--- start EXTRACT ---

Solr error: number of documents in the index cannot exceed 2147483519

When using external solr on a local machine, certain limit was probably reached and crawling couldn’t continue. error from yacy log:

request: http://127.0.0.1:8983/solr/webgraph/update?wt=javabin&version=2 
Remote error message: Exception writing document id DIPzuvxSD0j4WPPTvvxSD0j4cb97ff6f to the index; possible analysis error: number
 of documents in the index cannot exceed 2147483519 
        at java.base/java.util.concurrent.ThreadPoolExecutor.runWorker(ThreadPoolExecutor.java:1136) 
        at java.base/java.util.concurrent.ThreadPoolExecutor$Worker.run(ThreadPoolExecutor.java:635) 
        at java.base/java.lang.Thread.run(Thread.java:833) 
E 2023/01/12 12:38:58 org.apache.solr.client.solrj.impl.ConcurrentUpdateSolrClient error

is this behavior expected? is there a bug? how to solve or workaround?

It is probably a feature of solr, that number of documents cannot exceed 2147483519. Which, in the case of webgraph is done quite easily.

Possibly, it might by solvable by splitshard, as described here. But in that case, we need to use solr in ‘cloud mode’, is that so?

@orbiter, what is the exact difference between using ‘webgraph’ and and ‘citation reference’? I couldn’t find anywhere in the documentation…

I use an external solr (so the db process is independent on yacy and doesn’t fill the ram and other hardware constraints so easily), is that a reason? Does it happen in embeded solr as well? Did someone else meet this bug as well? What could be a solution? Could some sort of automatic split help?

“webgraph” is an index in solr, “citation reference” is a built-in data structure in YaCy

Thanks for reply! You described the difference in storage, but, to be more specific, what is the difference in function? What is the impact on sorting of results? Is it worth more to use “webgraph” or “citation reference”?

Has anyone tried java developer 23?
Just what I picked up on twitter.
Or is this way off base?

--- end EXTRACT ---

> REQUIREMENT
Reproduce the passage of the Solr error thread starting with "It is probably" and going on through "is that so?".

--- start DATA EXCERPTS ---

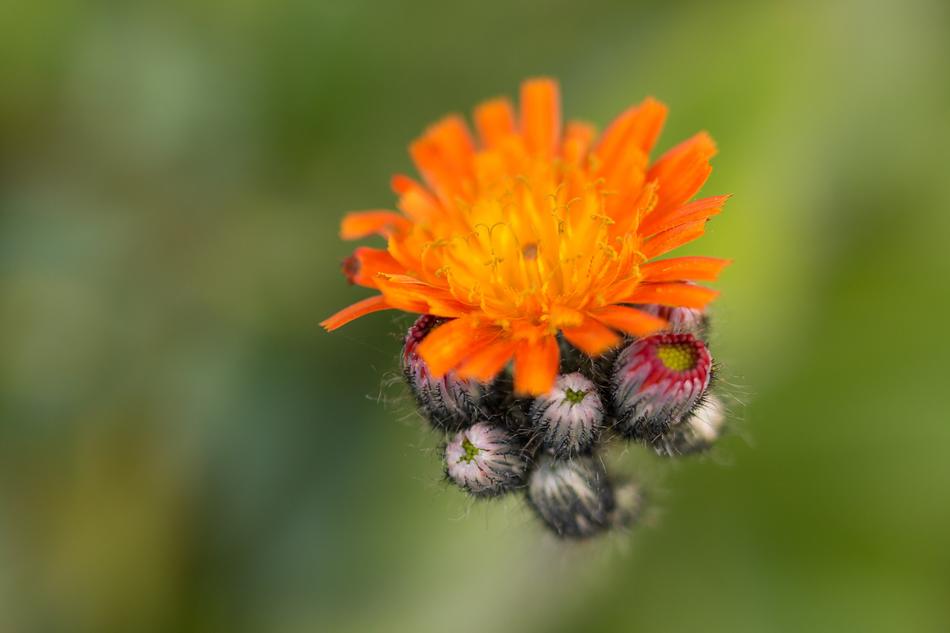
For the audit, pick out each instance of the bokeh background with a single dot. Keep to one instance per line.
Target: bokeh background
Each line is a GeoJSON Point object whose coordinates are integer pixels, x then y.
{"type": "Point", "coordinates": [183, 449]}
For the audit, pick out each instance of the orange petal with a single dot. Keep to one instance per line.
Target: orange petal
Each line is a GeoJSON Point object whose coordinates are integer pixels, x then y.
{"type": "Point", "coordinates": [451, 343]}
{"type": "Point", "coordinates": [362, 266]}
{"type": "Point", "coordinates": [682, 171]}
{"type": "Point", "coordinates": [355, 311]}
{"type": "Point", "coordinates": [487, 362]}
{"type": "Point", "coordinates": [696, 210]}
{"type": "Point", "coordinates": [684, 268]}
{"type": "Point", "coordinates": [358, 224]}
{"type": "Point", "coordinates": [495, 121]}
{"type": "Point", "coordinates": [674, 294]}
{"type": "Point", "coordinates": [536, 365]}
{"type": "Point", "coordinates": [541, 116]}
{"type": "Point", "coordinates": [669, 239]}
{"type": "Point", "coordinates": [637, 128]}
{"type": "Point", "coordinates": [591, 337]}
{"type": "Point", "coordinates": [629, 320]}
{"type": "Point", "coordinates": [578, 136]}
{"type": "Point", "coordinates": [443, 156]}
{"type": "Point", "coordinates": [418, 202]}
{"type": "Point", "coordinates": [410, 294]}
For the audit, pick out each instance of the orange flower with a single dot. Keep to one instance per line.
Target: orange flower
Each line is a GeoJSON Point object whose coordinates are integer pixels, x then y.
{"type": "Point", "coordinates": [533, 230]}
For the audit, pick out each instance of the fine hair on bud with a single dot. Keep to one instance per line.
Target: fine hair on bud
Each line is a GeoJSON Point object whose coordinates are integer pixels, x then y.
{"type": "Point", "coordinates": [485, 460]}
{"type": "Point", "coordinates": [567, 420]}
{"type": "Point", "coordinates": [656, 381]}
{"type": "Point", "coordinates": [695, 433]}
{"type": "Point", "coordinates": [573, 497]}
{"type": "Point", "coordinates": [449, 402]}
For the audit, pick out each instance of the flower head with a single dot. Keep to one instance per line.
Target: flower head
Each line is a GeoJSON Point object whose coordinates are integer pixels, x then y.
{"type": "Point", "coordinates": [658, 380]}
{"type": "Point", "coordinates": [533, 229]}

--- end DATA EXCERPTS ---
--- start DATA EXCERPTS ---

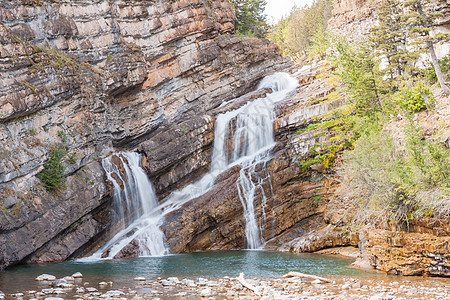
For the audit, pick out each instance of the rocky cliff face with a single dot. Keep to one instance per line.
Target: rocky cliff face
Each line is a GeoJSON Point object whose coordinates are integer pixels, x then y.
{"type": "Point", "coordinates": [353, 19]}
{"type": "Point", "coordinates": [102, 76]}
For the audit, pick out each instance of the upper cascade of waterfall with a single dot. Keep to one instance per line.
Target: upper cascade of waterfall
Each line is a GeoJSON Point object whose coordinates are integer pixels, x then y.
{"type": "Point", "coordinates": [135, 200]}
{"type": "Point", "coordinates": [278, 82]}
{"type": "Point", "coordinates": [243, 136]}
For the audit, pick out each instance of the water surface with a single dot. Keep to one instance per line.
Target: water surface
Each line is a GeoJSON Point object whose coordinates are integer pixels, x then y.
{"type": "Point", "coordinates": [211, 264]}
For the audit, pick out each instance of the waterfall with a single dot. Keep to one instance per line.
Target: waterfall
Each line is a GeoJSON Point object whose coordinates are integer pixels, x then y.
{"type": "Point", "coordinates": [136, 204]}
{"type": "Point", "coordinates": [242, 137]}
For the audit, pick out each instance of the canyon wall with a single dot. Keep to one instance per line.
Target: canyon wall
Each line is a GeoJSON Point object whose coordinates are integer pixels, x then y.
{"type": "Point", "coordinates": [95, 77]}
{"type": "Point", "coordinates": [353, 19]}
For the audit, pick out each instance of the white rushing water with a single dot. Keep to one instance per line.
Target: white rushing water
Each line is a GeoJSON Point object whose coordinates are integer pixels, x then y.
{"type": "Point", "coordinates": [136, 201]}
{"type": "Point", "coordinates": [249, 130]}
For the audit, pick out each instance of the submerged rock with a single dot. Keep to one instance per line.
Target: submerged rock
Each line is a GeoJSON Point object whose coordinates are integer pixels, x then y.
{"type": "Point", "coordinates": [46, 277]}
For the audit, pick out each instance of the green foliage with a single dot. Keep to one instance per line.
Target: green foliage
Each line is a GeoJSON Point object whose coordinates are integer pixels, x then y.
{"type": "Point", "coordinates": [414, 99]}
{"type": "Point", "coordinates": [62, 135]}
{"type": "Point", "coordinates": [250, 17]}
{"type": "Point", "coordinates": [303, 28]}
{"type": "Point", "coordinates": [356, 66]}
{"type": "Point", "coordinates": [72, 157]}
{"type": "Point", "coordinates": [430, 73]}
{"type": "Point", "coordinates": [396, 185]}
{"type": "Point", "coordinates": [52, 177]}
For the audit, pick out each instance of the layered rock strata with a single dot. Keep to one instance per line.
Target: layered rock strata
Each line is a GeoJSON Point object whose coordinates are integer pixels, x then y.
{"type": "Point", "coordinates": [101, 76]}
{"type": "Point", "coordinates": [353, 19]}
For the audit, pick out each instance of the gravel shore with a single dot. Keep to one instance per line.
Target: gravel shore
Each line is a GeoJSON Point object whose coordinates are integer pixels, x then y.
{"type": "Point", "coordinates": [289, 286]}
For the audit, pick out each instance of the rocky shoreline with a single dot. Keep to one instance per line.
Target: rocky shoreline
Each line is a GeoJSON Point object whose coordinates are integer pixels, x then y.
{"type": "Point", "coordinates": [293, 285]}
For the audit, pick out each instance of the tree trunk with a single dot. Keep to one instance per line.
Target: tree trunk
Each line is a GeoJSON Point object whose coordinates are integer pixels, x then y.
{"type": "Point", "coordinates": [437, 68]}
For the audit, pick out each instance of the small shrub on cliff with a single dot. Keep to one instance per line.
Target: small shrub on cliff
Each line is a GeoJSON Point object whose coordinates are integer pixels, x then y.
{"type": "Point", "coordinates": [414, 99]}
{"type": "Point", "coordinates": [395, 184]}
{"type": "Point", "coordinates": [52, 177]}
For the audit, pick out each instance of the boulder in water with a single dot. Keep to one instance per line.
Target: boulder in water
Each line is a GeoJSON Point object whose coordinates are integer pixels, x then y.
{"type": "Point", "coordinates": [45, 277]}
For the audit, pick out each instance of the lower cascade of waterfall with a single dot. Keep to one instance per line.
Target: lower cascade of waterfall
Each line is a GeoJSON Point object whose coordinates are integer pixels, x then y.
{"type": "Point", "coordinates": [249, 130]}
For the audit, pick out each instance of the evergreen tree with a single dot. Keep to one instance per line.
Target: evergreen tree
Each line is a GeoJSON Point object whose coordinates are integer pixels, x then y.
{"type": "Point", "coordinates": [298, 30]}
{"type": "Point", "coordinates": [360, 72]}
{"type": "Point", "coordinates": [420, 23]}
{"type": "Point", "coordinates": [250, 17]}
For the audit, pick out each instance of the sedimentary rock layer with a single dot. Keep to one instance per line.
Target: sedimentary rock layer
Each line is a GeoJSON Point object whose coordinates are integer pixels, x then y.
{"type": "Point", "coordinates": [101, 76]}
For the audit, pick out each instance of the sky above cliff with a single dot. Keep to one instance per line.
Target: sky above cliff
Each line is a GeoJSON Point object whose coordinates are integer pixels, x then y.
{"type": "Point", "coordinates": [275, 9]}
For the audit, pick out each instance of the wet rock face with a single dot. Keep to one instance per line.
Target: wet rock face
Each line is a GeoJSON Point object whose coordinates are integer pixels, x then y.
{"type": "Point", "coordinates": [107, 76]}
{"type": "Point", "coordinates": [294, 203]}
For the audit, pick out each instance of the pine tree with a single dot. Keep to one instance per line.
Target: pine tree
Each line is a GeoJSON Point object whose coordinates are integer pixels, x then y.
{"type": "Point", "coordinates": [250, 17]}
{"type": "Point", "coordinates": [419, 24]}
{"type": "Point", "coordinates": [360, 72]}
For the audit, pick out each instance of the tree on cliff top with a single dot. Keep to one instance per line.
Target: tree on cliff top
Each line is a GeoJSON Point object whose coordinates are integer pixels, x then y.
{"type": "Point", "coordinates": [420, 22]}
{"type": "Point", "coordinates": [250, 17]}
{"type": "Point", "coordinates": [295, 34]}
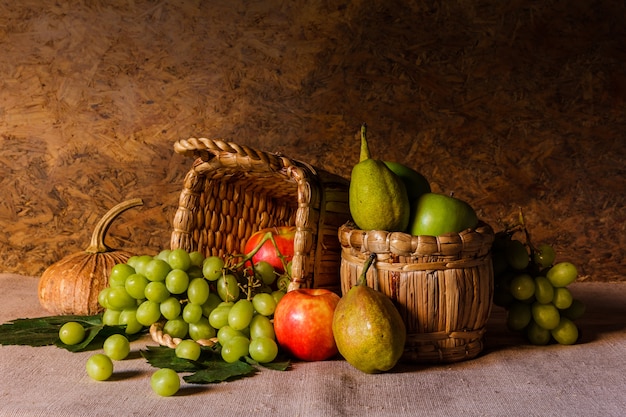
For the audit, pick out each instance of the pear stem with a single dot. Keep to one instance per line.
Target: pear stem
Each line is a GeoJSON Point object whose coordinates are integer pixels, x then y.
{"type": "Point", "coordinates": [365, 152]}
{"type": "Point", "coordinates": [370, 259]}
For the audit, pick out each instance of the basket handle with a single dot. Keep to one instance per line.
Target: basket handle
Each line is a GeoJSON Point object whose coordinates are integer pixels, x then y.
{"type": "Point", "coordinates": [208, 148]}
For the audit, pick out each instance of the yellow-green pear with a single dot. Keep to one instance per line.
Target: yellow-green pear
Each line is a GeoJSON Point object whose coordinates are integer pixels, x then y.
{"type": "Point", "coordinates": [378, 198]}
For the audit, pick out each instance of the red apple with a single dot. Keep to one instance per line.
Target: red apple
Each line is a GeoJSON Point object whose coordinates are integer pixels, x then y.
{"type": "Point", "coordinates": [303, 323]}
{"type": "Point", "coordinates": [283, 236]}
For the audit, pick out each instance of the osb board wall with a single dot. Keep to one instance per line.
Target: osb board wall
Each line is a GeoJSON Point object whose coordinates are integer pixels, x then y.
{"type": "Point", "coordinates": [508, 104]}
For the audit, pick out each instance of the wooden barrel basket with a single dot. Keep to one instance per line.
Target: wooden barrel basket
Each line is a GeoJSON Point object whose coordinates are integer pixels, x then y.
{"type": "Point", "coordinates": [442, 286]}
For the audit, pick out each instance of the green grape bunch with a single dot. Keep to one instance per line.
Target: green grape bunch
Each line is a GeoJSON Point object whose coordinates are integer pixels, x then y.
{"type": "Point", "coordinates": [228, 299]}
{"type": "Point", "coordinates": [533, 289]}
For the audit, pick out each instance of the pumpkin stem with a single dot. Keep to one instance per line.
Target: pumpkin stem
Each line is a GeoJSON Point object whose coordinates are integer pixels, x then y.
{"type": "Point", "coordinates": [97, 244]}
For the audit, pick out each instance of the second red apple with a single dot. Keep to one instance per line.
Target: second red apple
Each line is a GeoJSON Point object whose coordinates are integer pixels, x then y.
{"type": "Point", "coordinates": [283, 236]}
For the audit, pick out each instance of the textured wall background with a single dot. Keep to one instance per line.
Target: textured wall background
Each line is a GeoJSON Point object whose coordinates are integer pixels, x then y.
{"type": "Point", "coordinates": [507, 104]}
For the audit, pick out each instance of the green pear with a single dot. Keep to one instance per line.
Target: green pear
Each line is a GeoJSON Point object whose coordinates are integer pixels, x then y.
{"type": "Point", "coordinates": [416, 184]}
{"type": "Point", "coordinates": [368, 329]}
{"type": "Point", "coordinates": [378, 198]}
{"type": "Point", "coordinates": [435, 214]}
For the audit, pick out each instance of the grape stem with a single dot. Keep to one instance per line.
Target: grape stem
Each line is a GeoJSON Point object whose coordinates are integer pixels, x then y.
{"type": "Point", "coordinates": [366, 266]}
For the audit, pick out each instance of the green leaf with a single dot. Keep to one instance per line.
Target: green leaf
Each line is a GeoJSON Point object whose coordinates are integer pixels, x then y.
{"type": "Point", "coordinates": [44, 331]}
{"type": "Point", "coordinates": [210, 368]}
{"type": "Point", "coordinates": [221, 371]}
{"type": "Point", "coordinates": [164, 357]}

--- end DATA EXCERPTS ---

> SOLUTION TO THE EXERCISE
It is probably a feature of solr, that number of documents cannot exceed 2147483519. Which, in the case of webgraph is done quite easily.

Possibly, it might by solvable by splitshard, as described here. But in that case, we need to use solr in ‘cloud mode’, is that so?